## TASK STATEMENT
Can you repeat the listing below word for word, from the line containing "the man's face" through the end of the listing, with both ends included?

## STORED DATA
▬▬▬▬▬▬▬▬▬▬

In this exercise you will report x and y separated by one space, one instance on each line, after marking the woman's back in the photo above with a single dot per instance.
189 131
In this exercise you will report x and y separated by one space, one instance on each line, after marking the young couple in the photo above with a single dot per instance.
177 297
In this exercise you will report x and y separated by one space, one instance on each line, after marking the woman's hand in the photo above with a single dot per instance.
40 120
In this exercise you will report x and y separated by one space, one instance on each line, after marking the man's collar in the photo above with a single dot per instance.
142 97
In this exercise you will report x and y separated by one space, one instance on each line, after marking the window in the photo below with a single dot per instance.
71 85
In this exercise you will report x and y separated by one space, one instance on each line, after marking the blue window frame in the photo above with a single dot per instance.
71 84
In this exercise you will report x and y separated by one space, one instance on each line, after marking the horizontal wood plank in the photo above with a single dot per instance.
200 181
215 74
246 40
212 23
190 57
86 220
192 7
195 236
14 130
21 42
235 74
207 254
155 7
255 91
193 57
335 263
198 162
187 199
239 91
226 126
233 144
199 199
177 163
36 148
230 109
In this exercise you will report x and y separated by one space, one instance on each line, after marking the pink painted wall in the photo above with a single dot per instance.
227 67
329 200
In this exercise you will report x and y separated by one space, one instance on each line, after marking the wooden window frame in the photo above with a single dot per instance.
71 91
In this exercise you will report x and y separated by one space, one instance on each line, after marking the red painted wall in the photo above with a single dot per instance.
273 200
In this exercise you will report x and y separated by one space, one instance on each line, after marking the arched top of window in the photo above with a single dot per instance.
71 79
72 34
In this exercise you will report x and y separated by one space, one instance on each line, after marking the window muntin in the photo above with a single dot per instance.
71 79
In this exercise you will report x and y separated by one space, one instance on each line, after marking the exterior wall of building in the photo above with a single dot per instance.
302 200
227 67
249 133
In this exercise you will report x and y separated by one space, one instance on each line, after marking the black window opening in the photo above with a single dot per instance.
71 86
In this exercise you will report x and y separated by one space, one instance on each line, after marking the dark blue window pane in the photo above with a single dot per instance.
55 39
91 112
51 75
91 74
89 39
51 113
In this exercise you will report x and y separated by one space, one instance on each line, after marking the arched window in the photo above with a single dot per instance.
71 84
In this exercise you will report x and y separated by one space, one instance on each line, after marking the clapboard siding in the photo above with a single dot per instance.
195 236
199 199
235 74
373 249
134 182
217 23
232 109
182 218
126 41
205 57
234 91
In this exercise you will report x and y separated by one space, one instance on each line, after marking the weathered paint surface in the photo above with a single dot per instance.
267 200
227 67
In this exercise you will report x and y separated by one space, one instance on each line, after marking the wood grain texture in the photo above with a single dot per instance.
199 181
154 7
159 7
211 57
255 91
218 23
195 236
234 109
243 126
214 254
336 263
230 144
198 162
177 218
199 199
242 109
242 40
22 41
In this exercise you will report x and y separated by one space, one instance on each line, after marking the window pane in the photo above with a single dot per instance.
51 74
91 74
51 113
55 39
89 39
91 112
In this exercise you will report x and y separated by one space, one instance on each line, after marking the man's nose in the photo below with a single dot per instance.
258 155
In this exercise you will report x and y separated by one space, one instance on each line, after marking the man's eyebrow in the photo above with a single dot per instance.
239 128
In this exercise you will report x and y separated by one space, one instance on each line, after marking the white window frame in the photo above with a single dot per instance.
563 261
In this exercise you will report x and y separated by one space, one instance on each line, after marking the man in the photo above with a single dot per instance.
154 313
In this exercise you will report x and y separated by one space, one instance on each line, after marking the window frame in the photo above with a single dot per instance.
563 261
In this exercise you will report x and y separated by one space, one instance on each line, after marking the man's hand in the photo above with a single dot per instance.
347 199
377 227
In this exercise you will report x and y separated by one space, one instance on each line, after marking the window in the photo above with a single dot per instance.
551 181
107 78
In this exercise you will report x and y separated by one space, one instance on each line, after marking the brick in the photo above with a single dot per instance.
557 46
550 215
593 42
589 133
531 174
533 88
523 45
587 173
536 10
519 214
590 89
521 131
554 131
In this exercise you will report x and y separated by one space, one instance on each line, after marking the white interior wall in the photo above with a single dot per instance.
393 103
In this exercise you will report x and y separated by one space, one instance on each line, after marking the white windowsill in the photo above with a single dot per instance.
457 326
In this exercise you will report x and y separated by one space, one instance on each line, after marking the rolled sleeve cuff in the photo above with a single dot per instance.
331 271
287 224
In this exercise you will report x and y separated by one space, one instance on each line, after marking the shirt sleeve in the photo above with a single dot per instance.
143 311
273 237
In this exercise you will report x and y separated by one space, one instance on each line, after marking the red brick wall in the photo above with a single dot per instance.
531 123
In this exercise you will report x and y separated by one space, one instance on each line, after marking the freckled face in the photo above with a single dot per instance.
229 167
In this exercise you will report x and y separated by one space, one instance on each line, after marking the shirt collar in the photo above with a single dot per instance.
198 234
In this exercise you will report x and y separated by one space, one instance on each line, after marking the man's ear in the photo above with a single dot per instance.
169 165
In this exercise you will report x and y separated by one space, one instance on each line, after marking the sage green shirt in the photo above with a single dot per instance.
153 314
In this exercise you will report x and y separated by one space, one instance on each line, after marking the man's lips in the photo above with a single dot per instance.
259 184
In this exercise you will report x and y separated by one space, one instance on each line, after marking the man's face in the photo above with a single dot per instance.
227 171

▬▬▬▬▬▬▬▬▬▬

## WRITTEN REPLY
In this exercise you will report x and y separated by one space, one instance on each line, after marking the man's face in the photo above with a single dot per instance.
227 171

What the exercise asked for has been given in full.